[[ Study text open ]]

PCR reactions were carried out in a 30-l volume containing about 5 L of genomic DNA template, PCR master mix (200 M each dNTP, 1.5 mM MgCl2, 1× PCR buffer [50 mM KCl, 10 mM Tris-HCl (pH 8.3)] and 2 unit Taq DNA polymerase) (Promega, USA) and 200 ng of each primer. After an initial denaturation step of 5 min at 95°C, the samples were processed through 35 temperature cycles of 30 s at 94°C, 1 minute at 59°C, and 1 minute at 72°C. After a final extension step of 72°C for 10 min, the presence of successful amplification was confirmed by electrophoreses on 2% agarose gel. The 176-bp PCR products (10 l) were digested overnight at 55°C with 5 units of BsmA1 restriction enzyme. The detection of the different alleles was carried out by horizontal ethidium bromide 4% agarose gel electrophoresis, along with a 100-bp DNA ladder. Genotypes were determined as homozygous for the wild type allele (Ile/Ile; 176 bp), heterozygous (Ile/Val; 176, 91, 85 bp) or homozygous for the mutant allele (Val/Val; 91, 85 bp).

Statistical analyses

All statistical analyses were performed using EpiInfo version 6. Chi-square test was used to determine if there are any significant differences in polymorphism frequencies in the cancer cases compared with the control population. Statistics were calculated using 95% confidence intervals (p < 0.05 significant).

Results

PCR-based genotyping assay was used to examine a GST-pi polymorphism in breast carcinoma susceptibility. The genotypic results of GST-pi are presented in Table II and Fig. 1. Our results showed no genotype effect with GST-pi genotype. Among breast cancer patients, 58% were homozygous for the wild type allele (Ile/Ile), 40% were heterozygous (Ile/Val) and 2% homozygous for the mutant allele (Val/Val). In the control group, 58% of the subjects were homozygous for the GST-pi wild type allele, 37.5% were heterozygous and 4.2% homozygous for the mutant allele (Table II). A slight difference was shown not to be significantly different. Overall, the results indicate that these GST-pi types do not appear to influence breast cancer susceptibility in the tested Jordanian female population. The observed percentages of GST-pi wild type and GST-pi mutant alleles were 77.1% and 22.9%, respectively in the control population. In the 100 breast cancer population cases, the corresponding frequencies of GST-pi alleles were 78% and 22%, for GST-pi wild type and mutant alleles, respectively (Table II).

[[ Study text closed ]]

* **Task requirements**: In the study text, what software did the researchers use for all statistical analyses? Use only the study text to answer.

[[ Material supplied open ]]

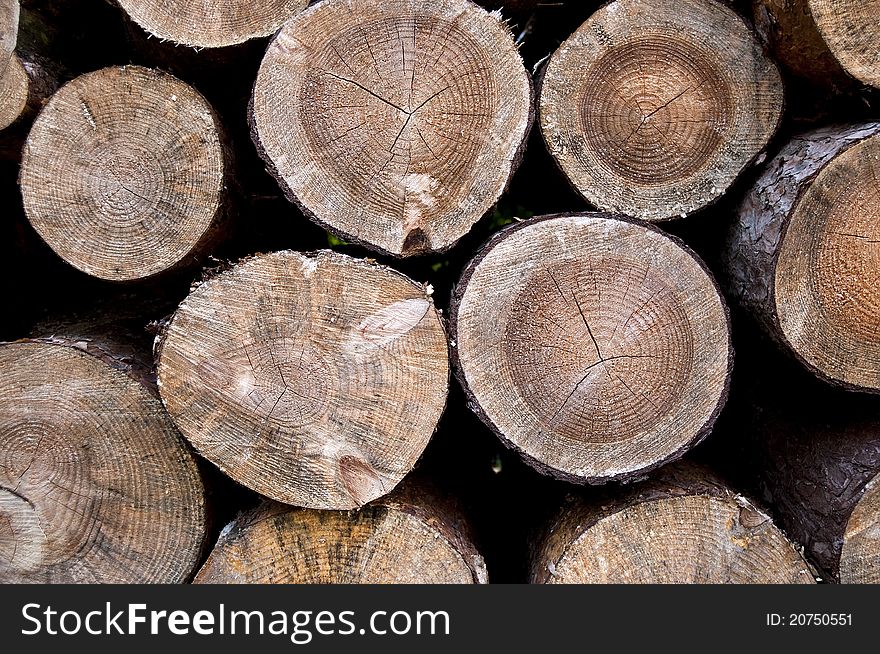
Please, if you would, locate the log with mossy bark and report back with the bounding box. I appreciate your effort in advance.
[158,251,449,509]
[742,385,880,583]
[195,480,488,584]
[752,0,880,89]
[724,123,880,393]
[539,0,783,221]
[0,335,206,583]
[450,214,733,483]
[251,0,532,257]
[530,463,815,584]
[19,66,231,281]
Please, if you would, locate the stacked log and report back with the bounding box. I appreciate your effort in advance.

[[ Material supplied closed ]]
[[ Material supplied open ]]

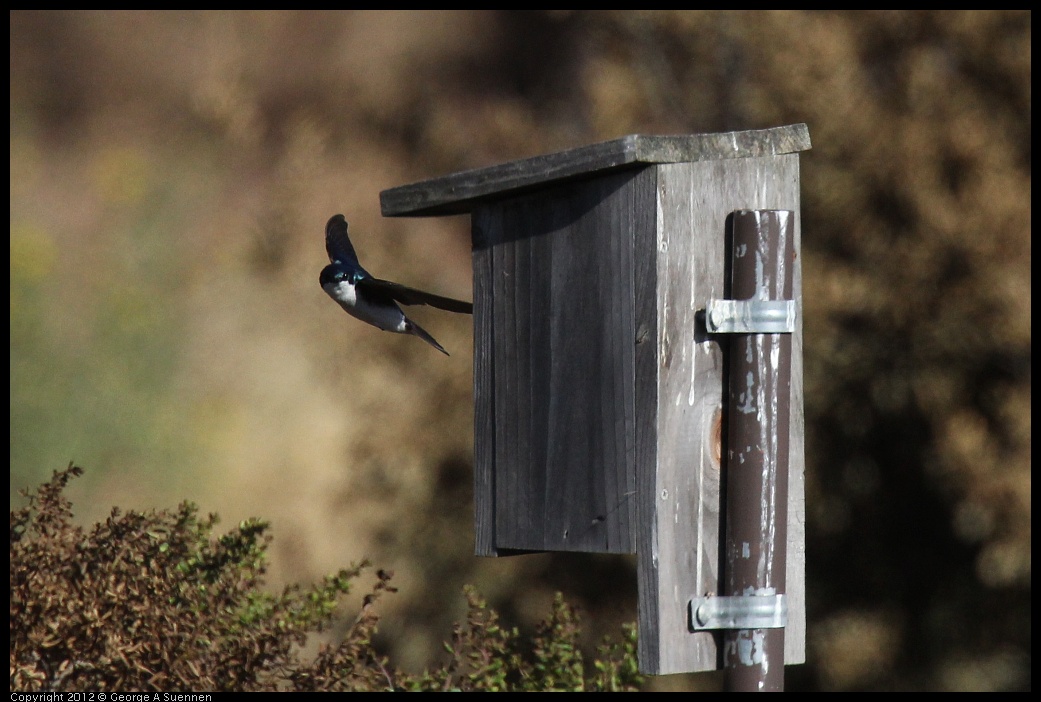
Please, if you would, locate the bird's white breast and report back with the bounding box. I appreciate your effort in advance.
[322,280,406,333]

[[ Material supplied closed ]]
[[ Material supplied open ]]

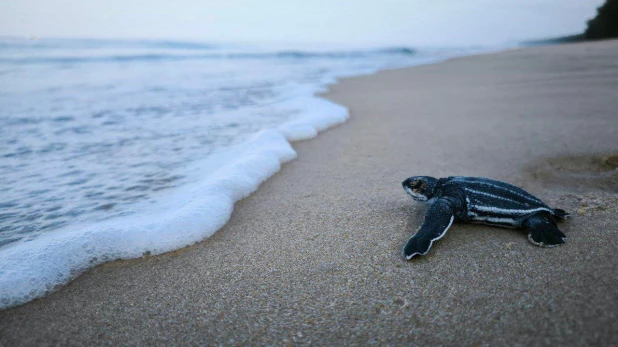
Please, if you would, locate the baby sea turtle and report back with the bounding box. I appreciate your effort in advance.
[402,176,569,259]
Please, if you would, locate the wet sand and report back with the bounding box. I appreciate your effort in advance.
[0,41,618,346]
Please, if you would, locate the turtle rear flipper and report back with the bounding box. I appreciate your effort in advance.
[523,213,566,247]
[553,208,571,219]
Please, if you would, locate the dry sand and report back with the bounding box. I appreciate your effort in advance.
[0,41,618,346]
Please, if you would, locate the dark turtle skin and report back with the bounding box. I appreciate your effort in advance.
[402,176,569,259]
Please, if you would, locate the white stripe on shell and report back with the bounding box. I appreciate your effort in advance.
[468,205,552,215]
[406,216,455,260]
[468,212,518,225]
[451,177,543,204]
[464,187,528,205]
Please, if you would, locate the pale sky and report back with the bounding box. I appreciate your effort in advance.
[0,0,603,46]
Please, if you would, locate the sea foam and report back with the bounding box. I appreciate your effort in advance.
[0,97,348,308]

[[ Material supplied closed ]]

* **Result**: EpiInfo version 6.